» **PROBLEM DESCRIPTION**
Render each line of the material below as a row in a Markdown table with the columns Row and Line, skipping blank lines.

start

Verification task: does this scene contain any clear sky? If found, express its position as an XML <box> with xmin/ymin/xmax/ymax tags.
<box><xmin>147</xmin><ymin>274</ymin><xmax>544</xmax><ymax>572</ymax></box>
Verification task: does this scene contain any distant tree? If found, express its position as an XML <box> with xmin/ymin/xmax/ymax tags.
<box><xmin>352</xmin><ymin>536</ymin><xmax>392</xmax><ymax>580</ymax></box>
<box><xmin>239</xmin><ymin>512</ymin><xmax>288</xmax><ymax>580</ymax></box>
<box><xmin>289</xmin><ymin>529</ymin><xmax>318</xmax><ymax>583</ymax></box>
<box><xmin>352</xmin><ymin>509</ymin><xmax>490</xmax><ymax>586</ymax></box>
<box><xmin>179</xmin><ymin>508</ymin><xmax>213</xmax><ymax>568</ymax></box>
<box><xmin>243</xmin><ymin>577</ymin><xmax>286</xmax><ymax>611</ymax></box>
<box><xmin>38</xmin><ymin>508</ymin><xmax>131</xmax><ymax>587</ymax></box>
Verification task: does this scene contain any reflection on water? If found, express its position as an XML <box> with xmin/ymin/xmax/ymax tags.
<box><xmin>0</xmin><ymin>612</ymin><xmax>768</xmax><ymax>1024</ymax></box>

end

» **COMPLETE RESPONSE**
| Row | Line |
|---|---|
| 1 | Verification task: does this scene contain any clear sky? If found, express its position as an XML <box> with xmin/ymin/xmax/ymax tags. |
| 2 | <box><xmin>147</xmin><ymin>274</ymin><xmax>544</xmax><ymax>572</ymax></box> |
| 3 | Verification task: does this scene contain any distant tree? If found, express its position as an XML <box> with xmin/ymin/xmax/ymax tags. |
| 4 | <box><xmin>352</xmin><ymin>536</ymin><xmax>392</xmax><ymax>580</ymax></box> |
| 5 | <box><xmin>239</xmin><ymin>512</ymin><xmax>288</xmax><ymax>580</ymax></box> |
| 6 | <box><xmin>289</xmin><ymin>529</ymin><xmax>318</xmax><ymax>583</ymax></box> |
| 7 | <box><xmin>352</xmin><ymin>509</ymin><xmax>490</xmax><ymax>586</ymax></box> |
| 8 | <box><xmin>179</xmin><ymin>508</ymin><xmax>213</xmax><ymax>568</ymax></box> |
| 9 | <box><xmin>243</xmin><ymin>577</ymin><xmax>286</xmax><ymax>611</ymax></box> |
| 10 | <box><xmin>38</xmin><ymin>508</ymin><xmax>131</xmax><ymax>587</ymax></box> |
| 11 | Verification task: does this scene contain any reflection on water? If found, express its position as an XML <box> with xmin/ymin/xmax/ymax tags. |
| 12 | <box><xmin>0</xmin><ymin>612</ymin><xmax>768</xmax><ymax>1024</ymax></box> |